The listing below should be printed exactly, every line of it. Skip the pictures.

Begin INFORMATION SUPPLIED

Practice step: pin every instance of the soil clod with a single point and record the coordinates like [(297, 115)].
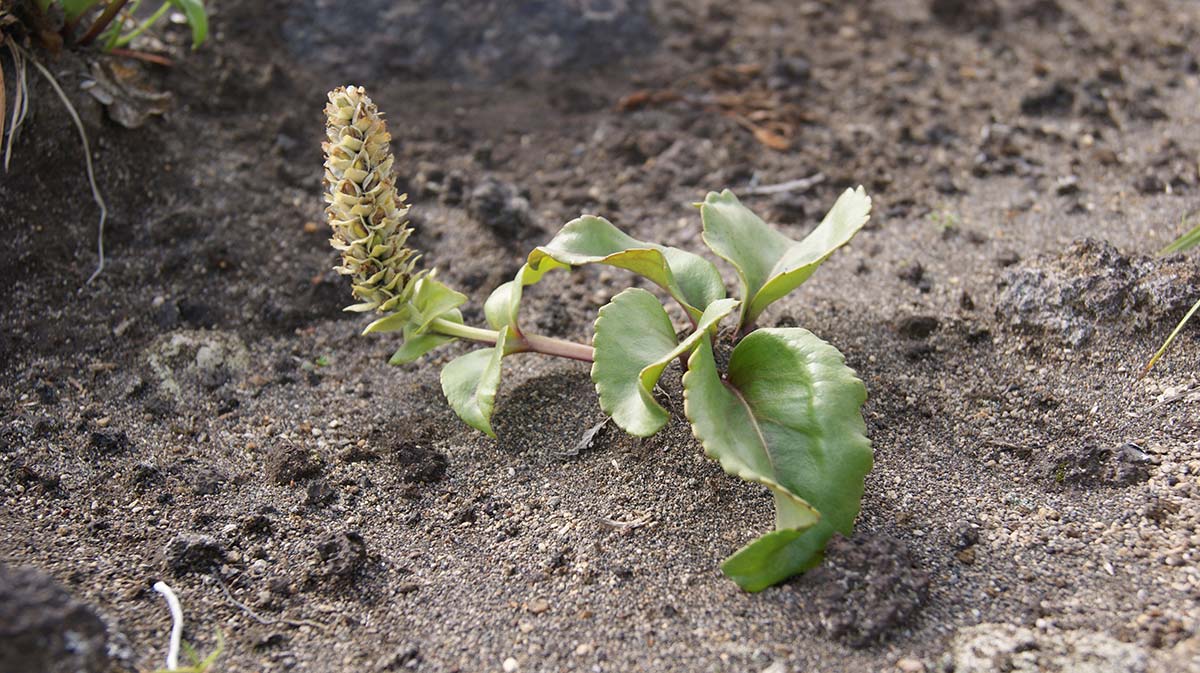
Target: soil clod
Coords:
[(42, 628), (288, 463), (340, 556), (193, 553), (867, 588)]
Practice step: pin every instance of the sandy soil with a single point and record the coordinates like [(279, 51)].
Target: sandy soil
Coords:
[(203, 413)]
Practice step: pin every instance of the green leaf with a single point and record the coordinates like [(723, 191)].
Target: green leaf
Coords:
[(390, 323), (634, 343), (787, 416), (691, 280), (469, 383), (431, 300), (504, 302), (769, 264), (197, 18), (418, 343), (1187, 241)]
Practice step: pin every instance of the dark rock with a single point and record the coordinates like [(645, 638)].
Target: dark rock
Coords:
[(109, 442), (258, 526), (965, 535), (288, 463), (1043, 12), (193, 553), (340, 556), (45, 630), (1055, 100), (966, 13), (867, 588), (789, 71), (1150, 185), (945, 184), (419, 464), (319, 493), (207, 481), (46, 394), (1092, 284), (1067, 186), (1007, 258), (145, 476), (1092, 464), (501, 208), (917, 326)]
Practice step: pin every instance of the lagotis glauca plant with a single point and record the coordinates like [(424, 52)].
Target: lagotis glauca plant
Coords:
[(784, 410)]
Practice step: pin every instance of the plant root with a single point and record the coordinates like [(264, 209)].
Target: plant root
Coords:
[(87, 155)]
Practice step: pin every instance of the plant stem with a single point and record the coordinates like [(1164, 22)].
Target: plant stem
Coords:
[(113, 8), (450, 328), (557, 347), (523, 343)]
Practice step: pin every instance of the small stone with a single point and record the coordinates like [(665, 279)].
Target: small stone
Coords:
[(340, 556), (917, 326), (1067, 185), (109, 442), (912, 272), (1151, 185), (42, 628), (288, 463), (1007, 258)]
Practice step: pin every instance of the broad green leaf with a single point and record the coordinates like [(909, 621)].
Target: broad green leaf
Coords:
[(197, 18), (769, 264), (391, 322), (469, 383), (634, 343), (691, 280), (789, 416)]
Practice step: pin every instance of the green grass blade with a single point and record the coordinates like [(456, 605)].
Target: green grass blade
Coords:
[(1187, 241), (1167, 343)]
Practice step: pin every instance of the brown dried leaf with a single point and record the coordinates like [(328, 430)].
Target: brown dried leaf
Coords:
[(126, 98)]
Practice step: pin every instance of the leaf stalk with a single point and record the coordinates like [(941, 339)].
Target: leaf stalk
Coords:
[(523, 343)]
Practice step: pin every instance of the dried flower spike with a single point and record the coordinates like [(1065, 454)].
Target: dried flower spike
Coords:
[(365, 212)]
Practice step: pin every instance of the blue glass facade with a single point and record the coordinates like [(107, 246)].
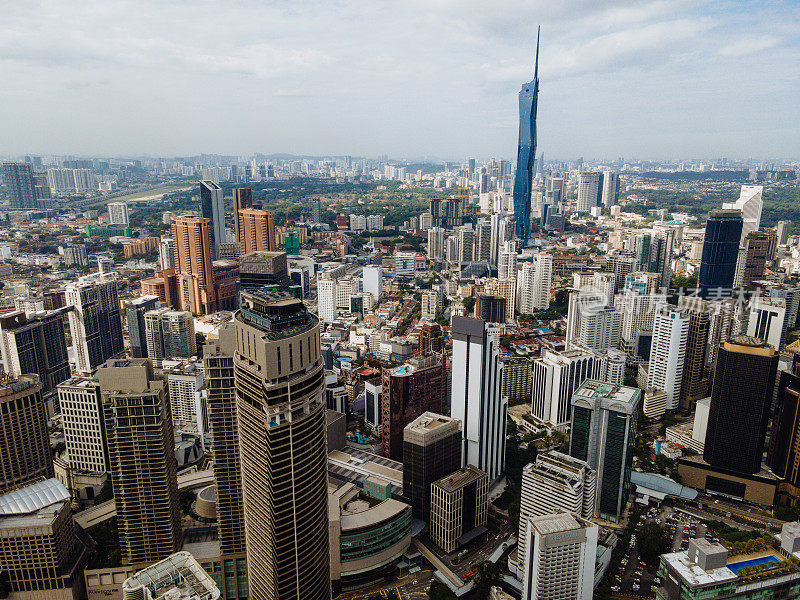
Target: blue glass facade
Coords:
[(720, 251), (526, 153)]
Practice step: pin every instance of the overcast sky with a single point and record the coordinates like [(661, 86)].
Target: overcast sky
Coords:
[(417, 78)]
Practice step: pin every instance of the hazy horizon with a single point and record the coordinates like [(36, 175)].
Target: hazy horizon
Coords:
[(423, 78)]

End INFORMATION SUPPLIED

### TASK RESPONSE
Practice step: pin every instance of the soil clod with a single point and record the coordinates like [(297, 115)].
Target: soil clod
Coords:
[(42, 628), (288, 463), (340, 556), (193, 553), (867, 588)]
Practice step: pin every instance of the sandy soil with a single point and record the coordinates like [(279, 51)].
Target: sandy soil
Coords:
[(203, 413)]
Practice step: pin every instance of the green leaf with a single point and record the coordinates like [(723, 191)].
Target: green leaf
Coords:
[(390, 323), (634, 343), (787, 416), (691, 280), (469, 383), (431, 300), (504, 302), (769, 264), (197, 18), (418, 343), (1187, 241)]
Practice step: pin every instance of the dark rock with a single point and record the coordinates like [(645, 638)].
Target: dark rock
Coords:
[(109, 442), (258, 526), (965, 535), (288, 463), (1043, 12), (193, 553), (340, 556), (45, 630), (1055, 100), (966, 13), (867, 588), (789, 71), (1150, 185), (945, 184), (419, 464), (319, 493), (207, 481), (46, 394), (1092, 284), (1067, 186), (1007, 258), (145, 476), (1092, 464), (501, 208), (917, 326)]
Practice step: pin every instance of the lagotis glauca plant with a single point and record the coordinates like [(424, 52)].
Target: lagotis glauca plant
Coords:
[(784, 410)]
Practice step: pin every instance of the plant root with a single point and record the coordinates like [(264, 209)].
Target: plant root
Coords:
[(87, 155)]
Practice step: pin every instance of the plant stem with a single point and record the coordinates like [(1164, 22)].
Target: plant stem
Coords:
[(113, 8), (450, 328), (557, 347), (523, 343)]
Practice step: pin every instance of the small stone with a single point and record the coordinates like [(665, 279)].
Target: small stone
Coords:
[(340, 556), (917, 326), (1067, 185), (109, 442), (912, 272), (1151, 185), (42, 628), (288, 463), (1007, 258)]
Practice step: pin every instance of the broad green leaf with a single point and record the coordinates like [(909, 621)].
Target: broad green leaf
Coords:
[(197, 18), (769, 264), (391, 322), (469, 383), (634, 343), (691, 280), (789, 416)]
Practice step: pin every instance of the green grass blade with a single point and record the coordinates like [(456, 605)].
Target: green grass blade
Coords:
[(1187, 241), (1167, 343)]
Practice step: pin every instance of the brown dried leaf with a single point and record the coordinates like [(328, 430)].
Target: brown dried leaf
Coords:
[(126, 98)]
Practice step: pin every instance of the leaf stalk with a single point and record the coordinates like [(941, 339)].
Target: leaf stalk
Coords:
[(523, 343)]
Practice step: pin every instance of the dried flower spike with a single point and record the coordinates like [(1065, 454)].
Target: dried flower spike
Coords:
[(365, 212)]
Practice step: pin every instance of the blue glass facade with a single point and record the coordinates like [(107, 246)].
Target: blue glass facade
Coords:
[(720, 251), (526, 153)]
Practice step: pin every instance of the overcast sky with a single point and record the coordinates like [(661, 86)].
Target: overcast sky
Coords:
[(417, 78)]
Practice step: pin every instance of the hazy horizon with a single point and record the coordinates like [(36, 175)].
Target: hazy horizon
Coords:
[(423, 78)]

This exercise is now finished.